__EXERCISE TASK A__:
Reproduce the saved data entries below word for word, starting at the line that contains "For each instance of the banana-like" and ending with the last line of the entries.

__EXCERPTED PASSAGE__:
Christopher Wehan (born January 29, 1994) is an American soccer player who plays for New Mexico United in the USL Championship. He is predominantly deployed a central attacking midfielder.

Career

Amateur and college
Wehan spent five years playing college soccer at the University of New Mexico between 2012 and 2016, including a redshirt year in 2012, where in total he scored 31 goals in 80 appearances.

Wehan also appeared for USL PDL sides OC Blues Strikers and Seattle Sounders FC U-23.

Professional 
On March 8, 2017, Wehan signed with United Soccer League club Reno 1868 FC as part of their inaugural roster. He was integral to Reno's record breaking attack, notching twelve assists which tied Matthew Dallman's single season USL record. On November 21, 2017, Wehan was named the USL Rookie of the Year.

Reno's MLS affiliate San Jose Earthquakes signed Wehan on December 14, 2017, along with Reno teammates Jimmy Ockford and Luis Felipe Fernandes. He was then temporarily loaned back to Reno, playing his first game back in Reno's 3–4 loss to Swope Park Rangers on March 17, 2018, and tallying a goal.

Saved data entries
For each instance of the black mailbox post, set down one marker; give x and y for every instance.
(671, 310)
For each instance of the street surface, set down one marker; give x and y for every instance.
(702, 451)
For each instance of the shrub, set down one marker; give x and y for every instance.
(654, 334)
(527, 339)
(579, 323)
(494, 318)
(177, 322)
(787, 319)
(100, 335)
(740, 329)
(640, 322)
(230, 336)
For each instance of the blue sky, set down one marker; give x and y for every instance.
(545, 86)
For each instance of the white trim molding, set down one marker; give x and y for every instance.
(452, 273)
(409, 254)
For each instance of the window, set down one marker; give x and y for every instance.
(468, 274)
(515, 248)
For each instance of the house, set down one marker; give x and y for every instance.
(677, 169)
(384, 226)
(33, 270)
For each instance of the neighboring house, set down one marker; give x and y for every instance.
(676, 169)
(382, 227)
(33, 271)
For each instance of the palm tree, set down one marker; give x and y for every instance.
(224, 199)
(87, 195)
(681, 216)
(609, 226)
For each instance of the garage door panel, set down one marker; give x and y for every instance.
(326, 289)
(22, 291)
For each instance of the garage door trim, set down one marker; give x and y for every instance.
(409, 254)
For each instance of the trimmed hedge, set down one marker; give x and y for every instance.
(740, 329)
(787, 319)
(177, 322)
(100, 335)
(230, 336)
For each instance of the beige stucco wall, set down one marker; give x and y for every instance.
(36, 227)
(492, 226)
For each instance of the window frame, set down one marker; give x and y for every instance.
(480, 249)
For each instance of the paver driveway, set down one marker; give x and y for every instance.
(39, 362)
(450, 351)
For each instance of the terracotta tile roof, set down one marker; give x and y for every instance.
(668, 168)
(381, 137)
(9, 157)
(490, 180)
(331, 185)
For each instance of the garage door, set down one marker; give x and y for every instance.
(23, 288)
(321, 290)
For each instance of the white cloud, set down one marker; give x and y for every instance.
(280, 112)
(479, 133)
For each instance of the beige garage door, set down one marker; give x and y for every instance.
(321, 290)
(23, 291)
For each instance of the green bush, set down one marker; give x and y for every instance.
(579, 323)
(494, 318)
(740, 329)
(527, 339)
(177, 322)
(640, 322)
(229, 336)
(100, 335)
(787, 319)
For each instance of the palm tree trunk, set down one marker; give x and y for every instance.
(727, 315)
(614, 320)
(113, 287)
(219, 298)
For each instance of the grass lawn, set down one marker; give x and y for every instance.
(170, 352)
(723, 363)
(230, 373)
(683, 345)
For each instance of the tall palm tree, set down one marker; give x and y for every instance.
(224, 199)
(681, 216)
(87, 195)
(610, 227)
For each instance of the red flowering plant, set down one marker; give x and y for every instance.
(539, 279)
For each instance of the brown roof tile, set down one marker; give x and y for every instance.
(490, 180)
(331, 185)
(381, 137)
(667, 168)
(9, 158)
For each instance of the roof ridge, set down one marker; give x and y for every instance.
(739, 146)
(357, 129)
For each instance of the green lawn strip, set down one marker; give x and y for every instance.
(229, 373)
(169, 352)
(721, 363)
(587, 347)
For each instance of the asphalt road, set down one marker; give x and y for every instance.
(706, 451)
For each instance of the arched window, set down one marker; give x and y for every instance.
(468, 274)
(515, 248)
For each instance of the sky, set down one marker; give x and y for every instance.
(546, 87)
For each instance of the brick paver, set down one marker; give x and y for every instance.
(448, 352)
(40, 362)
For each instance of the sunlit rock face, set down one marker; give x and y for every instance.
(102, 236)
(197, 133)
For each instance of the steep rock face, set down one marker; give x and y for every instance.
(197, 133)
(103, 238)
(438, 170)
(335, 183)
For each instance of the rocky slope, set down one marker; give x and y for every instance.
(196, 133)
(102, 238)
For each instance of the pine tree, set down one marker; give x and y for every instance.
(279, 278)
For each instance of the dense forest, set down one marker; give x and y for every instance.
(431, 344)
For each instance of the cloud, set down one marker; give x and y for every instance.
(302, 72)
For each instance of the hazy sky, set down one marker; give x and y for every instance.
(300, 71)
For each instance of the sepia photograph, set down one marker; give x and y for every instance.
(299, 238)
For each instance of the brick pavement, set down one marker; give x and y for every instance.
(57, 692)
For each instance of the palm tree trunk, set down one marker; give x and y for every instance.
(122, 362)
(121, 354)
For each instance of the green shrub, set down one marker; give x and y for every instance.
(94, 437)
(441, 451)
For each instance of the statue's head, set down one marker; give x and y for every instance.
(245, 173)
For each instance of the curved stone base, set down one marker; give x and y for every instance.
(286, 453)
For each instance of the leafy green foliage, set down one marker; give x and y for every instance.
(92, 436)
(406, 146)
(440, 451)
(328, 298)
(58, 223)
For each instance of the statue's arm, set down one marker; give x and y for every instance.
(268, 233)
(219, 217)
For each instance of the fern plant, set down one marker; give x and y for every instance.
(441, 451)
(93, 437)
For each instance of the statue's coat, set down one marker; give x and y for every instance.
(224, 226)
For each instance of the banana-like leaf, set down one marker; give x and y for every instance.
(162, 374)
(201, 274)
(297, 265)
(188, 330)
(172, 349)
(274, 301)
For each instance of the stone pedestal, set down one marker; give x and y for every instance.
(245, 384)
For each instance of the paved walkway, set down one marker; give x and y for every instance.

__EXERCISE TASK B__:
Write out the part of the Christopher Wehan biography above word for word, starting at "Professional" and ending at "of the Year.".

__COMPLETE RESPONSE A__:
For each instance of the banana-like leaf, set down one marker; give x and y for every instance.
(162, 374)
(201, 274)
(297, 265)
(188, 330)
(172, 349)
(274, 301)
For each instance of the stone pedestal, set down one marker; give x and y for every instance.
(245, 384)
For each instance of the paved walkway, set down one marker; give x and y for every instance.

__COMPLETE RESPONSE B__:
Professional 
On March 8, 2017, Wehan signed with United Soccer League club Reno 1868 FC as part of their inaugural roster. He was integral to Reno's record breaking attack, notching twelve assists which tied Matthew Dallman's single season USL record. On November 21, 2017, Wehan was named the USL Rookie of the Year.